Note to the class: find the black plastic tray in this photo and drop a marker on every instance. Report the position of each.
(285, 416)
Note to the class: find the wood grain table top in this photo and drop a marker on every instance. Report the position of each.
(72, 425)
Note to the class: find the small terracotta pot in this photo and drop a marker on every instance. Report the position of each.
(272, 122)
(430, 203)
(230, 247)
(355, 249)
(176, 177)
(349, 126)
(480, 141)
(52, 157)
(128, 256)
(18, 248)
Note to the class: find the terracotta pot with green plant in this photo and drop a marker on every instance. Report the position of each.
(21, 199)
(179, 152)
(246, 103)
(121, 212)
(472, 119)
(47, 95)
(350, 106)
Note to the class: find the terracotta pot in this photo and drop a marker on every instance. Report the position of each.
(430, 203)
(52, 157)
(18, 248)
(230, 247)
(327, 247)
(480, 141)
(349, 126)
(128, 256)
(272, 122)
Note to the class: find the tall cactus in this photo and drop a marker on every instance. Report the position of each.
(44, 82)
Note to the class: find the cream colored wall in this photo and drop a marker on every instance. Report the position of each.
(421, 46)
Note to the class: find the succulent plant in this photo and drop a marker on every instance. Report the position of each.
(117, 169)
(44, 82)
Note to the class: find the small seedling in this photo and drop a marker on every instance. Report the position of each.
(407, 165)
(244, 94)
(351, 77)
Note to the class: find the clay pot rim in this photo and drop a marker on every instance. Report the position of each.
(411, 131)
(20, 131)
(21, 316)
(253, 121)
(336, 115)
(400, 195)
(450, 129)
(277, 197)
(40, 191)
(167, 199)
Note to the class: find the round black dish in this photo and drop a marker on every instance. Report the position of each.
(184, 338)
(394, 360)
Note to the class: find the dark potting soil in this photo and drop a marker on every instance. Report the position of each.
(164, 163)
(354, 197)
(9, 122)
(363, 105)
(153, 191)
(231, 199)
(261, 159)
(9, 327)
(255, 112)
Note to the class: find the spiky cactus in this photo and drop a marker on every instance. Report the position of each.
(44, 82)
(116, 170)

__Assignment__: Please output the records shown above, with every character intact.

__Answer space__:
Note to the class: find the black plastic tray in this photo and drop a marker on every instance. Report the position of each.
(285, 416)
Note to the class: find the wood grain table top in this photo and drop a marker on every instance. Report the position of each.
(72, 425)
Note to the class: find the small terracotta pot in this photo and drop a marker on every instance. Report the position of each.
(272, 122)
(430, 203)
(230, 247)
(355, 249)
(176, 177)
(349, 126)
(480, 141)
(52, 157)
(128, 256)
(18, 248)
Note to the class: find the terracotta pot with green plant in this photo and drop a marker on every instance. Report the position of each.
(21, 199)
(179, 152)
(246, 103)
(121, 212)
(472, 119)
(47, 95)
(350, 106)
Note to the class: find the terracotta pot in this photo and drop a marker on every instance. Report the position of each.
(430, 203)
(52, 157)
(18, 248)
(230, 247)
(327, 247)
(480, 141)
(349, 126)
(128, 256)
(272, 122)
Note to the class: find the tall cactus in this photo and drop a marker on every instance. Report the position of each.
(44, 82)
Note to the class: find the cream colored wall in this photo and drop a marker on every instance. Report the position of each.
(421, 46)
Note to the class: find the succulent plant in this photo and drop a marker on every instance. Report the position of each.
(117, 169)
(44, 82)
Note to the class: find the small seedling in this photo and drop a marker on every instance. Report the position of each.
(407, 165)
(244, 94)
(351, 77)
Note to the class: find the clay pot rim in this photo and drop a marker on every instance. Report the position of each.
(411, 131)
(20, 131)
(21, 316)
(253, 121)
(336, 115)
(400, 195)
(450, 129)
(277, 197)
(40, 191)
(167, 199)
Note to the class: find the round black dish in this photo and drop a marker on every instance. Report the position of each.
(184, 338)
(394, 360)
Note to the class: find the dark potting soil in this photo and drop a marker on every instance. Report the position of each.
(164, 163)
(354, 197)
(9, 122)
(363, 105)
(153, 191)
(231, 199)
(261, 159)
(9, 327)
(255, 112)
Note to the class: find the spiky cactus in this photo and drop a marker on every instance. Report the position of each.
(44, 82)
(116, 170)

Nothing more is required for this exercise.